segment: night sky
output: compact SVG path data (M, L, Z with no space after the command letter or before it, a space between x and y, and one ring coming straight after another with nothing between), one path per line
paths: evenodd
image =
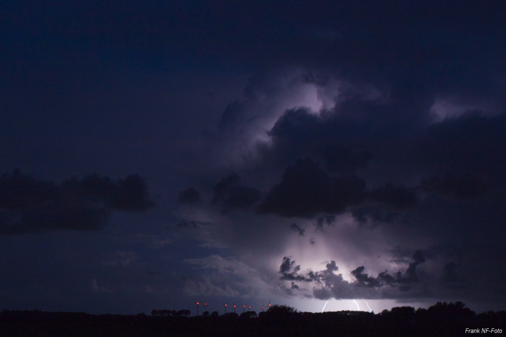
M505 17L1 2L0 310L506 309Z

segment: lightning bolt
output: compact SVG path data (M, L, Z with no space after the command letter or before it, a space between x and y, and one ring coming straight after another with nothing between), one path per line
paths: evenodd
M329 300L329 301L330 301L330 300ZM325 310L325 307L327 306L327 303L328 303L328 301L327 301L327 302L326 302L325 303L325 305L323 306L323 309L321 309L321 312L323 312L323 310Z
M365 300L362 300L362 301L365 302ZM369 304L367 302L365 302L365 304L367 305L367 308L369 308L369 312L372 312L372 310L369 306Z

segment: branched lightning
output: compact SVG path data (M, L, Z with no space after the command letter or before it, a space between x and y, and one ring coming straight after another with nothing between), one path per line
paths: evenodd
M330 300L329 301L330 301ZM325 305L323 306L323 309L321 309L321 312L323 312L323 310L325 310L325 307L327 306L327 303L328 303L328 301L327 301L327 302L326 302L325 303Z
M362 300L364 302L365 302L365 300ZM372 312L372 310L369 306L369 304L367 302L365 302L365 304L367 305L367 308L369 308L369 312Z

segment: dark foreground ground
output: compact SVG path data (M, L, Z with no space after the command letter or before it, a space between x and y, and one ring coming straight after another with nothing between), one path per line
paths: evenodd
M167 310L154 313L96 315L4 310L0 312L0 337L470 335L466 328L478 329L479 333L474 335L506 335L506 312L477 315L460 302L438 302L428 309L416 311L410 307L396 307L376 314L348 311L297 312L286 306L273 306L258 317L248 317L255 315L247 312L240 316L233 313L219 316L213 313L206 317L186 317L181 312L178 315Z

■ ■ ■ ■ ■

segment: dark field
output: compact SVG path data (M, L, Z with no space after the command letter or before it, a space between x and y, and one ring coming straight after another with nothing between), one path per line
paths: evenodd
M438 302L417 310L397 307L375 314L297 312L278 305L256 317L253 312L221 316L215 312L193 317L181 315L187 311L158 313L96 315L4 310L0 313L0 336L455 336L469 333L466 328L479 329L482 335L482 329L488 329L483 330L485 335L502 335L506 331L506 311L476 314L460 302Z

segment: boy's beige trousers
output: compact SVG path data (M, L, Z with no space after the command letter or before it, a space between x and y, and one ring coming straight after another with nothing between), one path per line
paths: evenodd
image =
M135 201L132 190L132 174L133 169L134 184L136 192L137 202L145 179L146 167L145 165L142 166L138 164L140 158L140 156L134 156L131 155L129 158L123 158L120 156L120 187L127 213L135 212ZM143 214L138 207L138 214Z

■ ■ ■ ■ ■

**Instruction**
Copy out the part of the items above that opens with the line containing "segment: boy's beige trousers" and closes with the line containing "M135 201L132 190L132", reproducing every line without alteration.

**Output for this exercise**
segment: boy's beige trousers
output: compact SVG path data (M, L, Z with no space after the command letter or before it, a space between x and y, and one ring coming straight after another with nothing between), one path per line
paths: evenodd
image =
M135 201L132 190L132 174L133 169L134 184L136 192L137 202L145 179L146 167L145 165L142 166L138 164L140 158L140 156L134 156L131 155L129 158L123 158L120 156L120 187L127 213L135 212ZM143 214L138 207L138 214Z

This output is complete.